Exercise task: Copy out the rows starting at the line "label: red shutter" and ending at the last row, request lines included. Shift every bounding box coordinate in the answers up by 11.

[Entries for bounding box labeling]
--

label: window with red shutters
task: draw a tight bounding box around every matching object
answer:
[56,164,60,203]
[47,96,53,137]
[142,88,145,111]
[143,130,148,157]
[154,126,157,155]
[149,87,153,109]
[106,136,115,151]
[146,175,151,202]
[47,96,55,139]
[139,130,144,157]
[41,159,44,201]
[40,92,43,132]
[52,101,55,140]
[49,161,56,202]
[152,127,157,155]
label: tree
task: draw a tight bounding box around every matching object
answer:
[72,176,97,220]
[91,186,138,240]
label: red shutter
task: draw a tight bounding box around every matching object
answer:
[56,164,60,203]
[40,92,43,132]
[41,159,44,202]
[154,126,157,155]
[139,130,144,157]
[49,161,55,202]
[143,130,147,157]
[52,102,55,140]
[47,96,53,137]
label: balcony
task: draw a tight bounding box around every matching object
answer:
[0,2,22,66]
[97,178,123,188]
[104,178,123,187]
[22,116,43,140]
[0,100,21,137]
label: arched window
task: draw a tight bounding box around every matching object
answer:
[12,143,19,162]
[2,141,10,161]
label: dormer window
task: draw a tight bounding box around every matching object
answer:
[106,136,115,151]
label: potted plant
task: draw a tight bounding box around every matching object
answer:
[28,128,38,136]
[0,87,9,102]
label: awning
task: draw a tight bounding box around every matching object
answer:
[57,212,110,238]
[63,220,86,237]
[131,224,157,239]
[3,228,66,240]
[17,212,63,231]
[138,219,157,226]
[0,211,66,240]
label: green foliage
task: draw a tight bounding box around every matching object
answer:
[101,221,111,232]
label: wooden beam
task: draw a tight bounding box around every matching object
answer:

--

Full solution:
label: red shutter
task: draw a tight bounding box around every matching object
answer:
[67,175,71,214]
[51,103,54,143]
[52,170,55,213]
[165,137,168,166]
[150,141,155,168]
[60,172,66,213]
[154,141,158,168]
[63,113,66,151]
[58,107,64,148]
label: balcony
task: draw a tight bounding box around every matching object
answer:
[11,13,33,77]
[108,189,134,199]
[115,189,134,198]
[33,127,54,151]
[11,111,32,148]
label: arched window
task: draw a tight bounding box around every matching object
answer:
[23,154,30,173]
[13,152,21,172]
label: dormer window
task: draw a tight bounding box around every matching object
answer:
[117,147,126,162]
label: potted plant
task: draw a tight bounding box around every matching object
answer:
[39,139,49,147]
[11,98,20,113]
label: awning
task: draw a tight bounding box around every matching object
answer:
[68,223,121,249]
[74,231,97,248]
[142,235,168,250]
[14,239,77,251]
[28,223,74,242]
[149,230,168,237]
[11,222,77,251]
label: green foliage
task: draw a tight bounding box around every matching object
answer:
[112,232,122,243]
label: wooden beam
task: draw a tight bounding box around every matching object
answer:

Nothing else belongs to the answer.